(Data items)
--*--

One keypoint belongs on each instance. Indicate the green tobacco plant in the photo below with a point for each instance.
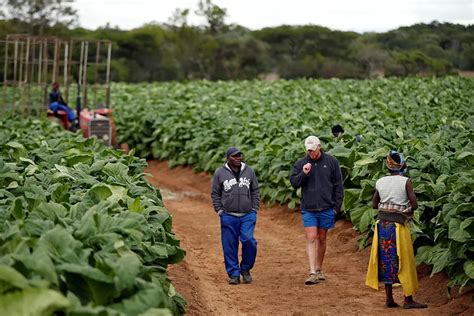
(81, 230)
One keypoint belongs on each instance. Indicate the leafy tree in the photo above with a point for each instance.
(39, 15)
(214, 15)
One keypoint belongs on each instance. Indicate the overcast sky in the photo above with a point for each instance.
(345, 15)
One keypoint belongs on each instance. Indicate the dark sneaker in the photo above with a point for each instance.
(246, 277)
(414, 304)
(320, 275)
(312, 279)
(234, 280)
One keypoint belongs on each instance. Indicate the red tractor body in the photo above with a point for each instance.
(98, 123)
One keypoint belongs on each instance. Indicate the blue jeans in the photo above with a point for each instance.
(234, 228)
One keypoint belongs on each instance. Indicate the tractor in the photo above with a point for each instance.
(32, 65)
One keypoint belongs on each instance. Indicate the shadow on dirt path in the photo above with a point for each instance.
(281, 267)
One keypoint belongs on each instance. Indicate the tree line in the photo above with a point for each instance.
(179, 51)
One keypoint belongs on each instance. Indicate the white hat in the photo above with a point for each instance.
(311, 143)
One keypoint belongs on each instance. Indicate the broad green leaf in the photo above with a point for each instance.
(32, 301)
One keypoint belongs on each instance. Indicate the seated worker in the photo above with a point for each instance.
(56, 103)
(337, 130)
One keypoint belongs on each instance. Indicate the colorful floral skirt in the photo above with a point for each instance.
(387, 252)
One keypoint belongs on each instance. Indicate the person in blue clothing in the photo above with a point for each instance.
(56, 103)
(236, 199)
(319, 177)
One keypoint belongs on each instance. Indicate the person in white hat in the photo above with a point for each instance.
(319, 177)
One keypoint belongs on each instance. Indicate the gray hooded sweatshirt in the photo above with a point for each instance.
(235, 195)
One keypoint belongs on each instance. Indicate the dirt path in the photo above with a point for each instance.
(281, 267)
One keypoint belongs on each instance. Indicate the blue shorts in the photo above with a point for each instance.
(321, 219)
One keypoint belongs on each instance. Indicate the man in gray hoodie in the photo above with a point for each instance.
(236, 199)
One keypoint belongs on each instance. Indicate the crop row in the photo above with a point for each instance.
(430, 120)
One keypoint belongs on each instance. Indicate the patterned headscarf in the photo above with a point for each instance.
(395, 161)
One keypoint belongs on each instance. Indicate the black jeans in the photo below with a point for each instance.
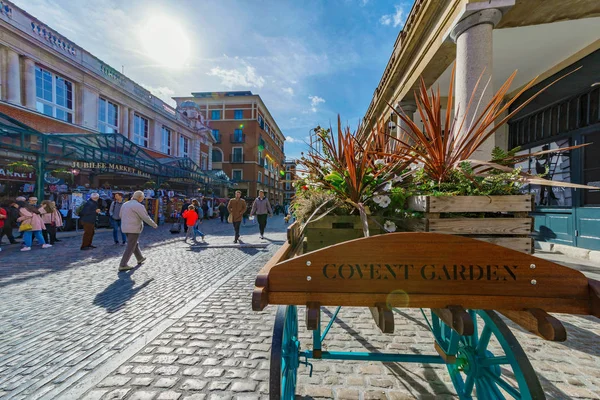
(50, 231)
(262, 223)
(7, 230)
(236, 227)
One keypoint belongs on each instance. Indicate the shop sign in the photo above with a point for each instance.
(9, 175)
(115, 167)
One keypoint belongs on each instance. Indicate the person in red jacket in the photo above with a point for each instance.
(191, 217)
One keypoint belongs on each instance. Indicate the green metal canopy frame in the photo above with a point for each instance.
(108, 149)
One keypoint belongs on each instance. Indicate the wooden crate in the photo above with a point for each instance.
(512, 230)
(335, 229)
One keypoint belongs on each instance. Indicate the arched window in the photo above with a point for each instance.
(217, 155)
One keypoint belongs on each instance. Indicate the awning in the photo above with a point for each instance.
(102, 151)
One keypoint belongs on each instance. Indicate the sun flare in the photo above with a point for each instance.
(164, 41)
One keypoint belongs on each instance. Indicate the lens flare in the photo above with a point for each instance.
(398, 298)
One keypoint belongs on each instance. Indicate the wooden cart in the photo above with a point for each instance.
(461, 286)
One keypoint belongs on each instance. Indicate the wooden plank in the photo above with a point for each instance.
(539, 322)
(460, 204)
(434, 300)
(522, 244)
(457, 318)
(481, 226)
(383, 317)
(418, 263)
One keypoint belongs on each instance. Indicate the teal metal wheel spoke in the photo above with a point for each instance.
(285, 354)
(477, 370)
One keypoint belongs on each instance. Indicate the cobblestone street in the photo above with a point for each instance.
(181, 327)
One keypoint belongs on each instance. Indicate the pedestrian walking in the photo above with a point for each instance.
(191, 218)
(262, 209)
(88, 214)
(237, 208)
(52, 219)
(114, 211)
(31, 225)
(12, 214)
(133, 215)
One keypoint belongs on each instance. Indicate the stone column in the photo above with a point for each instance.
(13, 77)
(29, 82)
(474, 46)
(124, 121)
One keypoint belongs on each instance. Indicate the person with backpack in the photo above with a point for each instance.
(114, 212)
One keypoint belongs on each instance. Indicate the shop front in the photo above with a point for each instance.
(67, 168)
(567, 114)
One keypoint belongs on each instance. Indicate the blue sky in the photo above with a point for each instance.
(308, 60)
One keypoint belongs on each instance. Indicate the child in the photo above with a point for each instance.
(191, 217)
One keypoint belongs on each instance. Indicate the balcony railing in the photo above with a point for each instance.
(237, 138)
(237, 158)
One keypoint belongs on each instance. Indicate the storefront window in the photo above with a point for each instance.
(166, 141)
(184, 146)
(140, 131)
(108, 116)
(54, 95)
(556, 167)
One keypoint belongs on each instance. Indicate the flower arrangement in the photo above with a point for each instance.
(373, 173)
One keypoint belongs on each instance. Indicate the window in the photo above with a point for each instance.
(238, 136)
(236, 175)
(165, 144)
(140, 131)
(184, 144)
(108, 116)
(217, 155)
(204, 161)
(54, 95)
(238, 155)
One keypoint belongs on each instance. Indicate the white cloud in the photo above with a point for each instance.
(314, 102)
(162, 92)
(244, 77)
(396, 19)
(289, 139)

--*--

# Task objective
Repeat the material above word for word, please, apart from its images.

# Solution to this exercise
One keypoint belongs on each instance. Indicate the green tobacco plant in the photo below with a point for each instance.
(81, 230)
One keypoint belongs on each instance. Indicate the leafy tree in the photo above with a point for each instance.
(39, 15)
(214, 15)
One keypoint belongs on each instance. Indicate the overcast sky in the photo above with a point for each instance.
(345, 15)
One keypoint belongs on each instance. Indicate the dark sneaker in the photo above with a point for each instance.
(246, 277)
(414, 304)
(320, 275)
(312, 279)
(234, 280)
One keypoint belongs on each instance. Indicate the red tractor body in the photo above with a point for each instance.
(98, 123)
One keypoint belongs on each instance. Indicate the blue jeans in the photo above with a point for each instance.
(234, 228)
One keypoint belongs on each instance. Indicate the tractor in the photo above with a point for each instance.
(32, 65)
One keypoint belongs on each instance. Indicate the shadow on dirt path in the photo above with a point for each instance.
(281, 267)
One keypoint belongs on each instance. Indicate the tree line in the photo above with a point for each instance.
(179, 51)
One keypoint belongs on each instance. Indicate the white hat in the photo above with a point for each instance.
(311, 143)
One keypoint belongs on each instance. Indicate the broad green leaf in the photo above with a point for each instance.
(32, 301)
One keypoint belongs on each instance. Indicate the seated worker in the photo above with a point for each instance.
(56, 103)
(337, 130)
One keypoint belongs on each instance. Indicate the colorful floral skirt in the photo above with a point for each instance.
(387, 252)
One keypoint belongs on each instance. Indicate the person in blue clothing in the photo above with a point for each instance.
(56, 103)
(236, 199)
(319, 177)
One keypoint belongs on each instance. Indicate the person in white hat in the photo above with a point for each instance.
(319, 177)
One keypoint belongs on each instance. Indicate the gray hooded sweatshirt in the photo above with a point for each instance.
(235, 195)
One keypoint belongs on each instance. Indicate the dirt path in the photo above with a point for each instance.
(281, 267)
One keypoint belongs on each instance. Indicate the blue shorts in the photo above with a point for each instance.
(321, 219)
One keypoint belongs on each instance. Indicate the man in gray hoodie in the photo above with a point for each instance.
(236, 199)
One keypoint belongs on each instance. Indicate the crop row in the photo above with a point for each instance.
(430, 120)
One keypoint belongs on each instance. Indicate the patterned headscarf in the photo above with a point for each instance.
(395, 161)
One keypoint belongs on each instance. Indicate the black jeans in the photo below with a point for each instance.
(50, 231)
(262, 223)
(7, 230)
(236, 227)
One keypoint belongs on each instance. Indicate the shop sign in the photo above with a point for each instance.
(9, 175)
(115, 167)
One keypoint belongs on each instance. Indicate the person in red jacket in the photo above with a point for each instance.
(191, 217)
One keypoint belongs on each instance. Indicate the green metal canopy frame in the photo above with a point for each instance.
(108, 149)
One keypoint belongs on each instance. Indicate the wooden crate in the photo above with a point for each instance.
(512, 230)
(335, 229)
One keypoint belongs on each instance. Indicate the arched window in the photo above with a point for each instance.
(217, 155)
One keypoint belongs on each instance. Indicate the awning in the photo above with a point for each instance.
(102, 151)
One keypoint belongs on each instance. Indicate the sun flare in the photo above with a point for each instance.
(164, 41)
One keypoint belongs on each instance. Indicate the lens flare in the photo above with a point for each instance.
(398, 298)
One keypoint belongs on each instance. Indicate the wooden cart in the photo above with a point for each instance.
(461, 286)
One keypoint belongs on each instance. Indicate the wooden plank in the photo above with a point for each instance.
(539, 322)
(460, 204)
(434, 300)
(522, 244)
(457, 318)
(481, 226)
(383, 317)
(418, 263)
One keypoint belongs on each instance. Indicate the teal metal wheel spoke in the photo above with a point for each instance.
(285, 354)
(477, 370)
One keypoint belongs on each instance. Indicate the cobblestone street in the photo above with a point for each instance.
(181, 327)
One keypoint belongs on each instance. Indicate the pedestrian walking in the photo above with a point for each instance.
(191, 218)
(262, 209)
(88, 214)
(237, 208)
(52, 219)
(114, 211)
(31, 225)
(12, 214)
(133, 215)
One keypoint belongs on each instance. Indicate the stone column in the photo above with a point for each instance.
(13, 77)
(29, 82)
(474, 46)
(124, 121)
One keypoint belongs on each instance. Indicate the person with backpack in the photo above with a point for each instance.
(114, 212)
One keypoint belongs on each instance. Indicate the shop front in the photo above with a point for each instance.
(67, 168)
(567, 114)
One keypoint belongs on each instance. Indicate the blue sky in the photo above with a point for each instance.
(308, 60)
One keypoint belongs on each instance. Indicate the child in the photo above with a point for each instance.
(191, 217)
One keypoint belongs on each instance. Indicate the balcony railing in the photo above with a point for each instance.
(237, 138)
(237, 158)
One keypoint belongs on each instance. Indicate the storefront window in the photo above with a point for each instance.
(166, 141)
(184, 146)
(140, 131)
(108, 116)
(54, 95)
(556, 167)
One keypoint belongs on each instance. Indicate the flower arrangement in the photo above with a point for each instance.
(373, 173)
One keypoint belongs on each instance. Indicate the window in the photo above with a point for each instance.
(238, 136)
(236, 175)
(165, 144)
(140, 131)
(184, 144)
(108, 116)
(217, 155)
(204, 161)
(54, 95)
(238, 155)
One keypoint belongs on each instance. Indicate the white cloud in the photo above with a point for each instance.
(314, 102)
(162, 92)
(244, 77)
(396, 19)
(289, 139)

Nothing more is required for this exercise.